● **Given instruction**
Beginning with the line that contains "Segment every instance of the **white cake**.", extract each line through the end of the listing below, with no additions or omissions.

[Rows from a segmentation dataset]
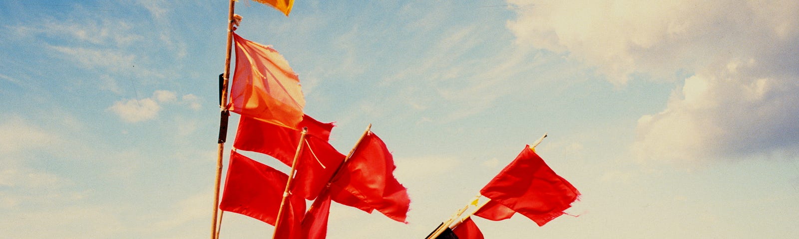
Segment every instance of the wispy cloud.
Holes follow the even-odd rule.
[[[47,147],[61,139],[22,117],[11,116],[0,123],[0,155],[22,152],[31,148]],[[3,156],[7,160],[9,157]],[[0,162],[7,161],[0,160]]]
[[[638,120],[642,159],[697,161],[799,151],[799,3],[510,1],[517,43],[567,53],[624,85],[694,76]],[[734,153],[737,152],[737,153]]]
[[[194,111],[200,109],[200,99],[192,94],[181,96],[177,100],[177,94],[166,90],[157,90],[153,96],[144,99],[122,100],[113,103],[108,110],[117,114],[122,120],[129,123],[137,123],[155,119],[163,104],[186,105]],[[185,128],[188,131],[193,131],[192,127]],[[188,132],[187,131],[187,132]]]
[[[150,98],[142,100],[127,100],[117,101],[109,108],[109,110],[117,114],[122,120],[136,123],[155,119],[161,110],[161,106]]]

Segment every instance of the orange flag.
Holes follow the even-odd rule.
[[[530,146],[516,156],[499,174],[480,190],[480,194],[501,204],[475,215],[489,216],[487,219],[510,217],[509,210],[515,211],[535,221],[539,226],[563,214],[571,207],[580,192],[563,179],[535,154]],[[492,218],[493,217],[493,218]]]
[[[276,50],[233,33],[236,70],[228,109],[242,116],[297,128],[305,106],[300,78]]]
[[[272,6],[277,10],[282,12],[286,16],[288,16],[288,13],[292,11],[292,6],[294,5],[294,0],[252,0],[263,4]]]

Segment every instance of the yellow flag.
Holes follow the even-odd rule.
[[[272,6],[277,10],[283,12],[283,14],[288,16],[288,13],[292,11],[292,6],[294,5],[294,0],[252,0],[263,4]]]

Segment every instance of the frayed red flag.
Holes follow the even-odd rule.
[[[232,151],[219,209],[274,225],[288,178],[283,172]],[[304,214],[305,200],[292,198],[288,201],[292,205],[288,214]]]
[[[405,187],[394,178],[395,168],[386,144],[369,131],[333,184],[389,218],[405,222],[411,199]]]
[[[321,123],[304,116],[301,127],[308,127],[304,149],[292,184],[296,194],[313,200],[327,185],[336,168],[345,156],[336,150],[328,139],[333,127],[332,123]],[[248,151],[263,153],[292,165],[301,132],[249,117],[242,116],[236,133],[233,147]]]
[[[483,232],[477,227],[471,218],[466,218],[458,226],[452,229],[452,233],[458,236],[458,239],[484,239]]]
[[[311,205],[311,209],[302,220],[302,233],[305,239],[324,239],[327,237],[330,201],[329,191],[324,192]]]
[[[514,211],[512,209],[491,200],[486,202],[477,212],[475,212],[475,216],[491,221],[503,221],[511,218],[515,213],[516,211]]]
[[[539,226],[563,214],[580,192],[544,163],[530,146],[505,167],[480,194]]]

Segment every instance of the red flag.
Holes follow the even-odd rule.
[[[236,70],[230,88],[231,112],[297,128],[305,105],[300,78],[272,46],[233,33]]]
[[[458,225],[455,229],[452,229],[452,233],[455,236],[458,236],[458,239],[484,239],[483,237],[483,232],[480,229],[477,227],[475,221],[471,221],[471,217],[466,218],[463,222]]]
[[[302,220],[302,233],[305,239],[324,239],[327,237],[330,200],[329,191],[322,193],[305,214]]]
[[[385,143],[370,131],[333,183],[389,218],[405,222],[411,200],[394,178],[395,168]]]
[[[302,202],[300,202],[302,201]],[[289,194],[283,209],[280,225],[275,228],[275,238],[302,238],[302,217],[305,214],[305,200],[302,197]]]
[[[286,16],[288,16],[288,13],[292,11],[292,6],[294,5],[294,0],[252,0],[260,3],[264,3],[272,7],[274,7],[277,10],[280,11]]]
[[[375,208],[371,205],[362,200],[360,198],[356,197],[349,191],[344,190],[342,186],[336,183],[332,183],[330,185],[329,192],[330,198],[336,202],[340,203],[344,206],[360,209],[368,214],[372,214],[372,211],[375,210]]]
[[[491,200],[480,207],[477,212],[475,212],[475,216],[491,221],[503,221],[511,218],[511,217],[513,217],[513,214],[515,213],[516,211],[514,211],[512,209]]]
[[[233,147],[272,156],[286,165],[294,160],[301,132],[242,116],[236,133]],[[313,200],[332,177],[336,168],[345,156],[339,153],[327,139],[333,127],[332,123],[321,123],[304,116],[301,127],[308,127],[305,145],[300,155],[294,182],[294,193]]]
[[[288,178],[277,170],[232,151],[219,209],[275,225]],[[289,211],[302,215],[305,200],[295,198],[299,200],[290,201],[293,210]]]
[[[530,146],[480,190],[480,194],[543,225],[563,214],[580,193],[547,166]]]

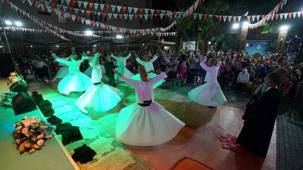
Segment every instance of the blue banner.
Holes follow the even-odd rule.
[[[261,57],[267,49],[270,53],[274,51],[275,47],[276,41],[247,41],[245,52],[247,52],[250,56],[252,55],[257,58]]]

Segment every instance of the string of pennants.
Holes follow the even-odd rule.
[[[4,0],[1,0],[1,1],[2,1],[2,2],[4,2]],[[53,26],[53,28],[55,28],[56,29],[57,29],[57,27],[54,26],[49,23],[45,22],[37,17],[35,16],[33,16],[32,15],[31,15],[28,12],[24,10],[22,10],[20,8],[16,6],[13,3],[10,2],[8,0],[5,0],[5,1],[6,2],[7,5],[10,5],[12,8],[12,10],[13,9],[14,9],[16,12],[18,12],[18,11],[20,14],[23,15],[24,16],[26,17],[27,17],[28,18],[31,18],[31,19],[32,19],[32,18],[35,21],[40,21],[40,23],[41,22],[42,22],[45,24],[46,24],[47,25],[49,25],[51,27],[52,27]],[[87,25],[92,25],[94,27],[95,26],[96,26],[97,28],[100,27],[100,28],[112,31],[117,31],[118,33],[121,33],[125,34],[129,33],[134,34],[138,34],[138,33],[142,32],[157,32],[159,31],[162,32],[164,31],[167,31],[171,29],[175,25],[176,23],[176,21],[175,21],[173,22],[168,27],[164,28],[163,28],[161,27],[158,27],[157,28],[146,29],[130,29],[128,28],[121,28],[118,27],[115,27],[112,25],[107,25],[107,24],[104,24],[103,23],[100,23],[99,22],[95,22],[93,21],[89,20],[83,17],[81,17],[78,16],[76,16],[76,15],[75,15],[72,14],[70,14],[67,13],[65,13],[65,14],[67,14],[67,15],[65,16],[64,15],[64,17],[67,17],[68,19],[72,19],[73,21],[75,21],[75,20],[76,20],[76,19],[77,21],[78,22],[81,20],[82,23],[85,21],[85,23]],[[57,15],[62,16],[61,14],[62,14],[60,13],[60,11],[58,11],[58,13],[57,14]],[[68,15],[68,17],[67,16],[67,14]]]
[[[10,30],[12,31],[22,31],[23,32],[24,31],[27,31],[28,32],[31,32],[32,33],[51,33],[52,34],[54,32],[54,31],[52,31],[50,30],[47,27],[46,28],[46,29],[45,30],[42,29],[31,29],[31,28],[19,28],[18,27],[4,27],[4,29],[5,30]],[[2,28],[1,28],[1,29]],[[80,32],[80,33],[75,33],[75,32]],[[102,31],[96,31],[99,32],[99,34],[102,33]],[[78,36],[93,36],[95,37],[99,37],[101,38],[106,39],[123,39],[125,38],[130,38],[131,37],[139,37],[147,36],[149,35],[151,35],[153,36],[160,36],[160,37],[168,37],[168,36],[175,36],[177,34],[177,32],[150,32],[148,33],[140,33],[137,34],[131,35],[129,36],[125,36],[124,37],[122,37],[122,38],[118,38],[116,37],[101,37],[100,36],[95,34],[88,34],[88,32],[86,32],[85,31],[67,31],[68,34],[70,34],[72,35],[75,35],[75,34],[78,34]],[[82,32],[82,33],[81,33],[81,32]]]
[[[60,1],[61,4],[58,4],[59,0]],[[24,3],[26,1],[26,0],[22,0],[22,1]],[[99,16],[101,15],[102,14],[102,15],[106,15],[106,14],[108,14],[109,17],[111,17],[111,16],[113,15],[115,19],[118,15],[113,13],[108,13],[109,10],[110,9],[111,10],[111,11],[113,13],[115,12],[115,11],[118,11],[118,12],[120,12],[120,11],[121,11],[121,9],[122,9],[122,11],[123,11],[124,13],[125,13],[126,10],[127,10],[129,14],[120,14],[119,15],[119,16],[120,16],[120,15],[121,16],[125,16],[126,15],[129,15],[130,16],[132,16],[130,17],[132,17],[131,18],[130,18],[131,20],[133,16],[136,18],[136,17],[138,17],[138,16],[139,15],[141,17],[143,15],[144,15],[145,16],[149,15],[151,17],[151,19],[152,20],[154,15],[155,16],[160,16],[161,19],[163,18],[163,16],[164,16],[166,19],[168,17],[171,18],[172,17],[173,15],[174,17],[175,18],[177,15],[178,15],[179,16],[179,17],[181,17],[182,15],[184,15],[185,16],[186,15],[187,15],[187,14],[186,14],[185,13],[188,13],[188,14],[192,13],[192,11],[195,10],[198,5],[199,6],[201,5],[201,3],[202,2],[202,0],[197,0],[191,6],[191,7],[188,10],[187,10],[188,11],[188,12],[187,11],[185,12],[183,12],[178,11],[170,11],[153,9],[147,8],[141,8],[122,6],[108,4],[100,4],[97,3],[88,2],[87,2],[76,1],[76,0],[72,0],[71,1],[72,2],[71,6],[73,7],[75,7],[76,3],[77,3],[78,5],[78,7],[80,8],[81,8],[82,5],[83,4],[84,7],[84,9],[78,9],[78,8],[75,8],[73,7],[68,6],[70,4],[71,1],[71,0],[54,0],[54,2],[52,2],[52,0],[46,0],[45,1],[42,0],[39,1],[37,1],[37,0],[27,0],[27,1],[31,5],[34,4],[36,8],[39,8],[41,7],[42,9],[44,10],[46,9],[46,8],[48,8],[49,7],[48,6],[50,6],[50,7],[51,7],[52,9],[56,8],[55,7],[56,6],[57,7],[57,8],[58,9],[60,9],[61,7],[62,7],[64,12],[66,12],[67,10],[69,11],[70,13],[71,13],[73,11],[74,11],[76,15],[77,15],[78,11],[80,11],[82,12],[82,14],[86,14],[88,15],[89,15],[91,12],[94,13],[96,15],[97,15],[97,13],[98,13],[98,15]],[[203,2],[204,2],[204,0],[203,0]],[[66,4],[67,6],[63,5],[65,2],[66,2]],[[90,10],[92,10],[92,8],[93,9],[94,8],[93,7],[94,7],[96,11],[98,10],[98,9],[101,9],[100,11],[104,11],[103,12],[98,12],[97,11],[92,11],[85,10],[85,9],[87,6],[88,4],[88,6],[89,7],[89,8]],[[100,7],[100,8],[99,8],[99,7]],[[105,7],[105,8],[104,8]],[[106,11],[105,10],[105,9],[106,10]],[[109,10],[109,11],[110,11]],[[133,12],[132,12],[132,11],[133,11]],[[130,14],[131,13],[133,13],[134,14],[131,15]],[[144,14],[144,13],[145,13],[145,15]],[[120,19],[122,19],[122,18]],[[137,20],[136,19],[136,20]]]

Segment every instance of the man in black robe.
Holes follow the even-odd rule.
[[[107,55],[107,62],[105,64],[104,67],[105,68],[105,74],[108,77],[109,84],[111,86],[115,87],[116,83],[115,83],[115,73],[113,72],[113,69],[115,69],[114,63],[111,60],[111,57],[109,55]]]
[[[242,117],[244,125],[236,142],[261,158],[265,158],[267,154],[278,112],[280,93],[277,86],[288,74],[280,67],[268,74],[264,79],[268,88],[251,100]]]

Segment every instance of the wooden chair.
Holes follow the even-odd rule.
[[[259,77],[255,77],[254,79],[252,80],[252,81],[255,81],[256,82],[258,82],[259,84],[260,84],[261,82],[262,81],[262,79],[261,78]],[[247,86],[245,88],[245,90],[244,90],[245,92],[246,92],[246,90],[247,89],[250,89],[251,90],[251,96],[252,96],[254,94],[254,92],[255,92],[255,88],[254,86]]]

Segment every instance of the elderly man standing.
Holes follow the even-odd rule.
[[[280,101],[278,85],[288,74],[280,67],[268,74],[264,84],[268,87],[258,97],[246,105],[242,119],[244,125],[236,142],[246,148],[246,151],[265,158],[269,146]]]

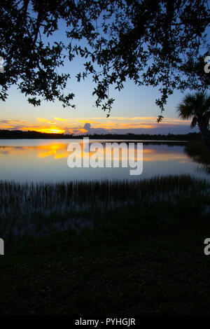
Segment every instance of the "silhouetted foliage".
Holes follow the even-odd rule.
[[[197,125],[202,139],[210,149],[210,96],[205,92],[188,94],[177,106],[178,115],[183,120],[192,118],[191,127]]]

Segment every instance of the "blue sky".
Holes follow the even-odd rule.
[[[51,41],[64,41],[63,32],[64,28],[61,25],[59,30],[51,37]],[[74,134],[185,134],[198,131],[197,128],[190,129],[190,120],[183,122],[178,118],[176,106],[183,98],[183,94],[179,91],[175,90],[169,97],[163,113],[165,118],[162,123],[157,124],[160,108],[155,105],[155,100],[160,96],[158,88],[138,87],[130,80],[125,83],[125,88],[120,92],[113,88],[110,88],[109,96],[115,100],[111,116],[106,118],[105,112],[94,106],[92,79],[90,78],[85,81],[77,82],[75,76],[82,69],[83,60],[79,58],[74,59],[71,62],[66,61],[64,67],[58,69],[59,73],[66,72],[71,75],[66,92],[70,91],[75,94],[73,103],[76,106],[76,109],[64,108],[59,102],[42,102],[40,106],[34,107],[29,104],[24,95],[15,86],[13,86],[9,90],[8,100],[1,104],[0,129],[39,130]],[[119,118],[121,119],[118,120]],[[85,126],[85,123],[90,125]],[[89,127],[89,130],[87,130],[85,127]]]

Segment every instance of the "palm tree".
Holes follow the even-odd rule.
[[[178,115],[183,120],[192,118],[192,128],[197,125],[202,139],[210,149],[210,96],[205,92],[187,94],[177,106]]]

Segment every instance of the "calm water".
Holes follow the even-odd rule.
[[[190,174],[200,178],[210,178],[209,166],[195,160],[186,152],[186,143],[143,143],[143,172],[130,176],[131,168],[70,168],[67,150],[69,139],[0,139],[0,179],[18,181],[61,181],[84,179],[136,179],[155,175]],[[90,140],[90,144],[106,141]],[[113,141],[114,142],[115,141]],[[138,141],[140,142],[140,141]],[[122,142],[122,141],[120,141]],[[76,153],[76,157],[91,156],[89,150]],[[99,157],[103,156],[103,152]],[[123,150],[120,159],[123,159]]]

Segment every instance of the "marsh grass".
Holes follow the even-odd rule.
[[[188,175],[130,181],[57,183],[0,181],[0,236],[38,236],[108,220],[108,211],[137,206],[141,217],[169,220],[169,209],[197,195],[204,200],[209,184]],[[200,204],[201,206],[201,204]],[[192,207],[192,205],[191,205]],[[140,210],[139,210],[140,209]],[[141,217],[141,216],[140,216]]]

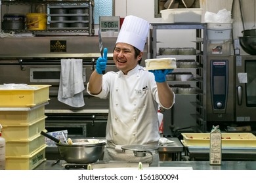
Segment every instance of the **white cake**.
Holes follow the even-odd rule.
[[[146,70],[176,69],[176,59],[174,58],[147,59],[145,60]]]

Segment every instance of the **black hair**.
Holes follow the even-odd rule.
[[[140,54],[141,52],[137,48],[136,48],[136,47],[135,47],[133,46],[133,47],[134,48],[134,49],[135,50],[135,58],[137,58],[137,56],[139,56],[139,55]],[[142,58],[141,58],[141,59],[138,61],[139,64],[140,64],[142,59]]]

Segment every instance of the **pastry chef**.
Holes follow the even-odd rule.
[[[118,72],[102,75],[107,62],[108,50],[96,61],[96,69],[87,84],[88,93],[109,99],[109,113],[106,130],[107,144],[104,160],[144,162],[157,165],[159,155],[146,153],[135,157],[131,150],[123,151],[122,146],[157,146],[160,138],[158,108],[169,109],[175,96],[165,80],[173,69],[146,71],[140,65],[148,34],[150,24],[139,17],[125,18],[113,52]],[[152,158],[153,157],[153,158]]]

● **Correct result**
Segment every instance of the **white cake**.
Holes follow the even-odd rule.
[[[146,70],[176,69],[176,59],[174,58],[147,59],[145,60]]]

Segment every instance of the **black hair**.
Holes follow the even-odd rule.
[[[140,54],[141,52],[137,48],[136,48],[136,47],[135,47],[133,46],[133,47],[134,48],[134,49],[135,50],[135,58],[137,58],[137,56],[139,56],[139,55]],[[142,58],[141,58],[141,59],[138,61],[139,64],[140,64],[142,59]]]

Segment every instance of the **pastry chef**.
Holes follow the even-odd rule.
[[[118,72],[102,75],[107,62],[108,50],[96,61],[96,69],[87,84],[88,93],[109,99],[109,113],[106,130],[107,144],[104,160],[144,162],[157,165],[159,155],[146,153],[135,157],[131,150],[123,151],[122,146],[157,146],[160,138],[158,108],[169,109],[175,96],[165,80],[173,69],[146,71],[140,65],[148,34],[150,24],[139,17],[125,18],[113,52]],[[152,158],[153,157],[153,158]]]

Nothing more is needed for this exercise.